--- Required action ---
Every record must be repeated precisely as it stands.
Content starts
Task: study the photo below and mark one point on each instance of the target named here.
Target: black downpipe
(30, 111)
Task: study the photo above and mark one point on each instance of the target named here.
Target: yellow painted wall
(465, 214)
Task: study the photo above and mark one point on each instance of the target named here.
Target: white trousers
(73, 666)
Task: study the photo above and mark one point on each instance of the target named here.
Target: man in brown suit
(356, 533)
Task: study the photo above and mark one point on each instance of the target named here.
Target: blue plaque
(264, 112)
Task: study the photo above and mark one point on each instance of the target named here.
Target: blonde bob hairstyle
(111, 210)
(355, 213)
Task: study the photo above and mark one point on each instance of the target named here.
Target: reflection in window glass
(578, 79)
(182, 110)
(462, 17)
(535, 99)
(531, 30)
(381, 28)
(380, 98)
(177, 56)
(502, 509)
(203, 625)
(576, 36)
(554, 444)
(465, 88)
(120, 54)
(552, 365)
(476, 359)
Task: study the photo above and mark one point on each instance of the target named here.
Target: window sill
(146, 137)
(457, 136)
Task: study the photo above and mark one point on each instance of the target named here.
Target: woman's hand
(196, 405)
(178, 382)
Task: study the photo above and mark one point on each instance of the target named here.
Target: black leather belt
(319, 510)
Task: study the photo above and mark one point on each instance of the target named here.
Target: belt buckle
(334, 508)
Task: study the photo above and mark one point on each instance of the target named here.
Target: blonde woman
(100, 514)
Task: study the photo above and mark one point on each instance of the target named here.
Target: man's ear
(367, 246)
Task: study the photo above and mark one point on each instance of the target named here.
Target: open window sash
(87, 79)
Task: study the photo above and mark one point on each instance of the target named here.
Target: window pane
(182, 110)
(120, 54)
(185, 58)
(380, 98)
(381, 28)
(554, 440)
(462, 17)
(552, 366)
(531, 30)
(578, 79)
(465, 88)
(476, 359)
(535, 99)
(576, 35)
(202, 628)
Content ends
--- Answer for the task ---
Task: study the photo below and mark one point on each instance of the target named here.
Target: black downpipe
(30, 111)
Task: study the photo above and mark one point on each instance of the target named here.
Target: yellow painted wall
(465, 214)
Task: study the photo above and mark one point on each instance of the target named here.
Target: white trousers
(73, 666)
Task: study the photo above and mark one point on each instance of the target named here.
Target: man in brown suit
(356, 533)
Task: study the photo above and mark one point on each instance of the target named here.
Target: blue plaque
(264, 112)
Task: study the photo above and mark one point on each instance of the target named here.
Target: blonde bob hairstyle
(111, 210)
(355, 213)
Task: study the photo above and mark one point on each instance of the target named here.
Target: reflection in window glass
(578, 79)
(182, 110)
(462, 17)
(535, 99)
(531, 30)
(381, 28)
(380, 98)
(177, 56)
(502, 509)
(203, 625)
(576, 36)
(554, 444)
(465, 88)
(120, 54)
(552, 365)
(476, 359)
Task: study the photo above and mark one point on each instance of the target named here.
Target: window sill
(146, 137)
(457, 136)
Task: study the photo above and mark one point on each instance of the target named here.
Target: woman's hand
(196, 405)
(178, 382)
Task: study the photo above and mark one point on each instance of the target named here.
Target: black leather belt
(319, 510)
Task: study the photo above and mark one point on each instance of the target named here.
Target: belt buckle
(334, 508)
Task: study the photo above and mark one point on each instance of the target named here.
Target: blonde woman
(100, 514)
Task: study the photo above and mark one point on each instance of the target named here.
Target: man's ear
(367, 246)
Task: study the photo above and mark one point on each instance of the target named here.
Target: open window sash
(87, 79)
Task: study the photo above and mark one point on each instance of the target named here.
Target: window pane
(182, 110)
(120, 54)
(185, 58)
(380, 98)
(381, 28)
(554, 440)
(462, 17)
(552, 366)
(531, 30)
(578, 79)
(465, 88)
(476, 359)
(535, 99)
(576, 35)
(202, 628)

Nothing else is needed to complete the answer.